Data extract:
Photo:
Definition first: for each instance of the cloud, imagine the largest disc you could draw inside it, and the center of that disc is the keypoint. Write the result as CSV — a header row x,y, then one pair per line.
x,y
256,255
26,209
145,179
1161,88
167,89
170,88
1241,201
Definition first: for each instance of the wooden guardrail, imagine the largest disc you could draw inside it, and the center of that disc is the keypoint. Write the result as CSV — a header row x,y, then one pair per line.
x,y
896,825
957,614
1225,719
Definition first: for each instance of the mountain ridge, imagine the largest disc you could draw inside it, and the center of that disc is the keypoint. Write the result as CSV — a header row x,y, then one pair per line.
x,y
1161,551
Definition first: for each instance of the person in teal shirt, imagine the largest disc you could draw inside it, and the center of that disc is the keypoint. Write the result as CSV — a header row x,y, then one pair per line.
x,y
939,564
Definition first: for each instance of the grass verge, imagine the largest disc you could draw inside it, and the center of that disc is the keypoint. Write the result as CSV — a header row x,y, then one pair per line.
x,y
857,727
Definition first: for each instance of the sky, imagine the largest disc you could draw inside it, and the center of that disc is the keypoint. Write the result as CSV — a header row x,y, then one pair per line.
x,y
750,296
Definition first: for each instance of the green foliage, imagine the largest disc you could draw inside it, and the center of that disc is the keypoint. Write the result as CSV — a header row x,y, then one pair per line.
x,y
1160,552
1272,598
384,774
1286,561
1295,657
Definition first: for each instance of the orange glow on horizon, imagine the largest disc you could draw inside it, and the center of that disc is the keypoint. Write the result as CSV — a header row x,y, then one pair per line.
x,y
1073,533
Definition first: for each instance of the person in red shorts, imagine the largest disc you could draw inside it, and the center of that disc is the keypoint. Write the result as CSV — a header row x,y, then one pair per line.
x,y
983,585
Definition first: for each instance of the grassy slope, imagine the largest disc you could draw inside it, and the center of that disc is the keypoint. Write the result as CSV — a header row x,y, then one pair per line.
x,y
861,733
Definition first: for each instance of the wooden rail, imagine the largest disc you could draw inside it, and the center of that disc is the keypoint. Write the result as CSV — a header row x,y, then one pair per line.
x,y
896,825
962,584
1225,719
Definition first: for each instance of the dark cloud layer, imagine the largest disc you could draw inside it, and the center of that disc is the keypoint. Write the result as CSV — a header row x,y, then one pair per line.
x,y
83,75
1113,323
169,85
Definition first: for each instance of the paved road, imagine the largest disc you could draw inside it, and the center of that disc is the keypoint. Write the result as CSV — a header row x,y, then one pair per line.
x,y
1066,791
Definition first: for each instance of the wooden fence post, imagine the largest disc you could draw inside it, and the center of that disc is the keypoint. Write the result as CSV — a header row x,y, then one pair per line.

What the task asks: This calls for repeating all of the records, character for character.

Task output:
Photo:
Definition first: for each instance of the cloud, imagine the largest disc you could draw inside it, and the center of that disc is the keypoint. Write the result as CSV — a header row x,y, then one pair per line.
x,y
256,255
26,209
145,179
1161,88
167,89
170,88
1241,201
Definition first: for each instance of the wooden guardrail, imagine the largest disc you could draw inside it, and the center of that disc is the keypoint. Write the result as CSV — a header row x,y, then one pair per line.
x,y
896,825
957,614
1225,719
Definition first: for each instance of the mountain ridge, imagine the largest disc you could draw inside it, and the center of that disc is the keypoint. Write the result as CSV — a header row x,y, then one pair per line.
x,y
1161,551
Definition first: for each instance of the person in teal shirt, imagine the largest disc you could draw inside it, and the center of that disc is the keypoint. Write the result as CSV — a header row x,y, then one pair per line.
x,y
939,564
Definition first: for each instance of the grass verge, imagine the largest disc you could draw inside it, and the center of that disc is the keypoint. Write the result as CSV — a header row x,y, then one pair per line.
x,y
857,727
Definition first: for each instance of the sky, imagine the largest disc you could draw inside it, and the center of that disc is the keypoint. Write the result as CSV — a header row x,y, then one pair per line.
x,y
750,296
Definition first: for each instance of the green foliage, imagine the largest disc you could draw inside it, and the center of that disc is the keypoint. Write the result as CSV — a header row x,y, then one pair per line.
x,y
1160,552
1272,598
384,774
1286,561
1295,657
Definition first: for each instance of the orange glow on horizon, imagine the largest disc you could draw inside it, and the center of that disc is the keypoint. Write the result as CSV — a header row x,y, then one pair per line.
x,y
1073,533
Definition first: for each instance of the person in red shorts, imagine the largest disc you could draw inside it, and the center of that disc is the keypoint. Write the result as CSV — a header row x,y, then one pair per line.
x,y
983,585
Definition first: for each instance of the grassy slope, imagine the largest disc you could draw inside it, and the center of that disc is the keypoint. Write the result as CSV — a header row x,y, then one pair per line.
x,y
861,733
Definition first: for each instance of the wooden rail, imagine the largest disc you could draw inside it, and the center of that disc is the keypoint. Write the result as CSV — a header row x,y, then one pair per line.
x,y
896,825
962,584
1225,719
Definition first: for each instance of the dark cloud layer, imagine the largest disc you could draw inside it, and the center of that disc is the keypoint. Write the result as CSV — a header row x,y, then one pair per line.
x,y
83,75
1113,323
169,85
Definition first: for each instance of the paved road, imagine the largest disc you could draw inside it, and the center of that disc is the keypoint. Write the result as CSV — a header row x,y, then one pair per line.
x,y
1066,791
Definition first: for each instance of the wooden fence post, imagine the largest disc you could draw inside it, and the center of that disc is the keypoint. Write the result as CSV — a header row x,y, then one pair per line.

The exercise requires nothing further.